**Prompt**:
Rewrite the items below from the line containing "of the steel" through the end of the items, inclusive, with 146 added to every point coordinate in the answers. Carry over the requests unchanged.

**Provided records**:

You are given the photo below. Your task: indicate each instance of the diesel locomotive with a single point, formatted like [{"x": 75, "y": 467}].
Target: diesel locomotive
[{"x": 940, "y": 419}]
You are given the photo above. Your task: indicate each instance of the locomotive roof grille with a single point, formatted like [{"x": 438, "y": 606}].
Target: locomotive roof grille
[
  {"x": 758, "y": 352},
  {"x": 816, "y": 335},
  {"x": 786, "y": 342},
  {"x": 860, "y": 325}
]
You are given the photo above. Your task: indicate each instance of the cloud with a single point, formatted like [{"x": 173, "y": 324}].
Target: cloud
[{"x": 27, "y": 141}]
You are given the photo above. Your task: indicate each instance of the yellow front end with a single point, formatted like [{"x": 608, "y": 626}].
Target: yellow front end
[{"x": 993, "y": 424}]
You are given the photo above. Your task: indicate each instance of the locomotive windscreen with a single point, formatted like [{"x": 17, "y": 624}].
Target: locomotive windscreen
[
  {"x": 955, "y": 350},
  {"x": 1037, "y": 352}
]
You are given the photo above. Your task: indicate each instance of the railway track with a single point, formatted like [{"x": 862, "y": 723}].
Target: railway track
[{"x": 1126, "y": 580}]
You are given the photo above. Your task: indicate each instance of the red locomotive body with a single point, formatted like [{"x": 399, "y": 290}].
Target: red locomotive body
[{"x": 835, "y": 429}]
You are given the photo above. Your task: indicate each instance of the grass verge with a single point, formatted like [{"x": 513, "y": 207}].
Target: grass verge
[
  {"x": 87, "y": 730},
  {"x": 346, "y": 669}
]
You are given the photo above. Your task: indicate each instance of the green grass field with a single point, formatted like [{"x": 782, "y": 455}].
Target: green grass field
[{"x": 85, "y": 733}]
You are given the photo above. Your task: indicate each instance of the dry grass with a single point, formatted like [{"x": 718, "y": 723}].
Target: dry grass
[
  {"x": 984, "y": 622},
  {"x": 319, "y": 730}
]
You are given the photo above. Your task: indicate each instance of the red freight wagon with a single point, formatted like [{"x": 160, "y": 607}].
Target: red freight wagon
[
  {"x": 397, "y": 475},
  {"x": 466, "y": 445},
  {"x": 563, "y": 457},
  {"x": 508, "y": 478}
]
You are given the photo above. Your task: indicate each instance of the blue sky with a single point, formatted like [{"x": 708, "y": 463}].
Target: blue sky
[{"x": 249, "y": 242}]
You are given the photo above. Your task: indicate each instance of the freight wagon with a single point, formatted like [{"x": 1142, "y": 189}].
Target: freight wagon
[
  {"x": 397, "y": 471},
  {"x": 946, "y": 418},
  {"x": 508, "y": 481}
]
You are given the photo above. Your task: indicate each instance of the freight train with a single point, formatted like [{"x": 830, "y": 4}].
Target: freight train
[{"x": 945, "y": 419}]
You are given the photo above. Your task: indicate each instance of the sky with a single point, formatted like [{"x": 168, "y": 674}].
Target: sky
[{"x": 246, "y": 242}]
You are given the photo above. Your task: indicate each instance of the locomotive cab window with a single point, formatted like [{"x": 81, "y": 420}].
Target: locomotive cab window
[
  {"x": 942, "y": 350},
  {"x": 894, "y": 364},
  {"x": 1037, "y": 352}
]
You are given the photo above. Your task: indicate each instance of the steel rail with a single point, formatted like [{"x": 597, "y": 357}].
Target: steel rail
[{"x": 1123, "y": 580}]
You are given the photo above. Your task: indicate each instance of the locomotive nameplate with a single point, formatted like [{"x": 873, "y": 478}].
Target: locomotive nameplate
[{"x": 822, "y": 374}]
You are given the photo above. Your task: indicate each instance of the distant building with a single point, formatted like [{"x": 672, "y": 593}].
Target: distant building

**Reply**:
You are given the photo above. Your task: indicate each instance of the steel rail with a single point, formatted like [{"x": 597, "y": 357}].
Target: steel rail
[{"x": 1269, "y": 726}]
You are given the photo above. Your task: indicate each instance of the locomotive nameplate with a single point, formatted like [{"x": 873, "y": 478}].
Target: locomotive nameplate
[{"x": 968, "y": 520}]
You are given the photo above. Your task: indicate each instance of the distant building with a single point, formatted like [{"x": 672, "y": 593}].
Target: distant building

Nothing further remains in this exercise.